BEGIN
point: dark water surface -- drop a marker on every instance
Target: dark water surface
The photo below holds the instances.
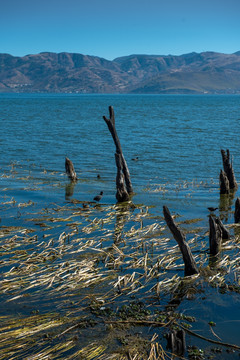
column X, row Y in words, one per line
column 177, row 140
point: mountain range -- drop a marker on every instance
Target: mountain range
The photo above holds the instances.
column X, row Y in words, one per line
END
BEGIN
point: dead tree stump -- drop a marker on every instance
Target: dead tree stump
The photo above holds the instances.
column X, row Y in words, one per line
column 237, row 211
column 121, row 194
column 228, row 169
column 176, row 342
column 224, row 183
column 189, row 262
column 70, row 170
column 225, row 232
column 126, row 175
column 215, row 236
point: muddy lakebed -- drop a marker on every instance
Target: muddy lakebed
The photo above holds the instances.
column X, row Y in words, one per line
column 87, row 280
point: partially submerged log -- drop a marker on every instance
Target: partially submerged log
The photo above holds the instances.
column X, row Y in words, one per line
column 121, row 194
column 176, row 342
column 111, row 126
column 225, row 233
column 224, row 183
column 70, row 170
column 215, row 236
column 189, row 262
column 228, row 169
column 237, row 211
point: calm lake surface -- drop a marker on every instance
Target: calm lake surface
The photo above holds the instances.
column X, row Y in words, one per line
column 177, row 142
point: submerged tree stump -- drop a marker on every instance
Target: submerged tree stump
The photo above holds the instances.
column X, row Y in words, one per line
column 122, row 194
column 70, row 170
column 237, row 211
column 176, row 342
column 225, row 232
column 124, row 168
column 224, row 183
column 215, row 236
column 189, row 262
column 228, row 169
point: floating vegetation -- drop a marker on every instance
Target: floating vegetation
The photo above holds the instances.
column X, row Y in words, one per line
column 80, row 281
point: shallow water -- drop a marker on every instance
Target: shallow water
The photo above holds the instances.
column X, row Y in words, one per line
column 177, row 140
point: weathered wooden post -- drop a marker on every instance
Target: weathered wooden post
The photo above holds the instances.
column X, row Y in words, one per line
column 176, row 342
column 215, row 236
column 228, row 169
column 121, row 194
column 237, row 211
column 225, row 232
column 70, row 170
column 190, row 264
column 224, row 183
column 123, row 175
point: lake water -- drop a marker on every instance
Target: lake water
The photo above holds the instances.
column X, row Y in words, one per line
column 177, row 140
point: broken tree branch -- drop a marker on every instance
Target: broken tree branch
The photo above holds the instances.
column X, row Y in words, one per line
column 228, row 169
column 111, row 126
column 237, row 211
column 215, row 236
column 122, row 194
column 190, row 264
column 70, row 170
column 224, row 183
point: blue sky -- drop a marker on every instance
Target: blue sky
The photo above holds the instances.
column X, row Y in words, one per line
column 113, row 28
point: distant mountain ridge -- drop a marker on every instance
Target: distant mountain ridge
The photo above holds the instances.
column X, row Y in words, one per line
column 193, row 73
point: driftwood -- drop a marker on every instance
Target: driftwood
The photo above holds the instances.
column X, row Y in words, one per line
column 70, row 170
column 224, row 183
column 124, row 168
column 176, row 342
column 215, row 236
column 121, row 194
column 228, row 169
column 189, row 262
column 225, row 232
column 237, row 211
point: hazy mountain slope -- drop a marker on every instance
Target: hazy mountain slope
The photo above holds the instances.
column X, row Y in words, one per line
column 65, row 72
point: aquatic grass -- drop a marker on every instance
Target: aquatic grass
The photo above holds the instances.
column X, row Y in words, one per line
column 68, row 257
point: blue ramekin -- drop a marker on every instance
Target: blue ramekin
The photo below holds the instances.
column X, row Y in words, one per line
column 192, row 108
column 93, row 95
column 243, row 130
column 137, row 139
END
◆ **TASK INSTRUCTIONS**: If a line above holds the string "partially", copy it out.

◆ **EXERCISE RESULT**:
point: partially submerged log -- drop a marker on every instance
Target: partially submerged log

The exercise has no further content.